Problem 1 -> Reproduce the namei patch message verbatim, beginning at the words "What I've done" and stopping after the words "it's now handled.".
Problem 2 -> In the namei patch message, what does namei() return when the vnode already has VSOFTLOCK set?

Given passage ->
#####
Ok, I'm adding -hackers... another email thread got going in -committers.

    Here is a patch set for -stable.  It isn't perfect but it does appear
    to solve the problem.  The one case I don't handle right is if you have
    a hardlinked file and two renames in two different directories on the same
    file occur at the same time... that will (improperly) return an error 
    code when, in fact, it's perfectly acceptable to do that.

    This patch appears to fix the utterly trivial crash reproduction that
    Yevgeniy was able to produce with a couple of simple race scripts running
    in the background.

    What I've done is add a SOFTLOCKLEAF capability to namei().  If set, and
    the file/directory exists, namei() will generate an extra VREF() on 
    the vnode and set the VSOFTLOCK flag in vp->v_flag.  If the vnode already
    has VSOFTLOCK set, namei() will return EINVAL.

    Then in rename() and rmdir() I set SOFTLOCKLEAF for the namei resolution
    and, of course, clean things up when everything is done.

    The ufs_rename() and ufs_rmdir() code no longer have to do the IN_RENAME
    hack at all, because it's now handled.

    This patch set does not yet include fixes to unionfs or the nfs server
    and is for informational purposes only.  Comments?

                                                -Matt

Index: kern/vfs_lookup.c
===================================================================
RCS file: /home/ncvs/src/sys/kern/vfs_lookup.c,v
retrieving revision 1.38.2.3
diff -u -r1.38.2.3 vfs_lookup.c
--- kern/vfs_lookup.c   2001/08/31 19:36:49     1.38.2.3
+++ kern/vfs_lookup.c   2001/10/02 19:04:21
@@ -372,11 +372,20 @@
                        error = EISDIR;
                        goto bad;
                }
+               if ((cnp->cn_flags & SOFTLOCKLEAF) &&
+                   (dp->v_flag & VSOFTLOCK)) {
+                       error = EINVAL;
+                       goto bad;
+               }
                if (wantparent) {
                        ndp->ni_dvp = dp;
                        VREF(dp);
                }
                ndp->ni_vp = dp;
+               if (cnp->cn_flags & SOFTLOCKLEAF) {
+                       VREF(dp);
+                       vsetsoftlock(dp);
+               }
                if (!(cnp->cn_flags & (LOCKPARENT | LOCKLEAF)))
#####
(Data records)

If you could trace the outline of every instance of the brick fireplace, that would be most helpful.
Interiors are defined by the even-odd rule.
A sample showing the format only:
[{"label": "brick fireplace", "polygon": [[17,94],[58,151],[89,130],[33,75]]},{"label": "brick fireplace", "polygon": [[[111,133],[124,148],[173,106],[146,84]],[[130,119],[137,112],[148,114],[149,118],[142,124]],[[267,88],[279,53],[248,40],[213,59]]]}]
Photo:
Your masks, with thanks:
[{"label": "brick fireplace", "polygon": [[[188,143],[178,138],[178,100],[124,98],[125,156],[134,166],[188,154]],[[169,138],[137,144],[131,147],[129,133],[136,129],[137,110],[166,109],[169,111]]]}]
#####
Written solution 1 ->
What I've done is add a SOFTLOCKLEAF capability to namei().  If set, and
    the file/directory exists, namei() will generate an extra VREF() on 
    the vnode and set the VSOFTLOCK flag in vp->v_flag.  If the vnode already
    has VSOFTLOCK set, namei() will return EINVAL.

    Then in rename() and rmdir() I set SOFTLOCKLEAF for the namei resolution
    and, of course, clean things up when everything is done.

    The ufs_rename() and ufs_rmdir() code no longer have to do the IN_RENAME
    hack at all, because it's now handled.

Written solution 2 -> EINVAL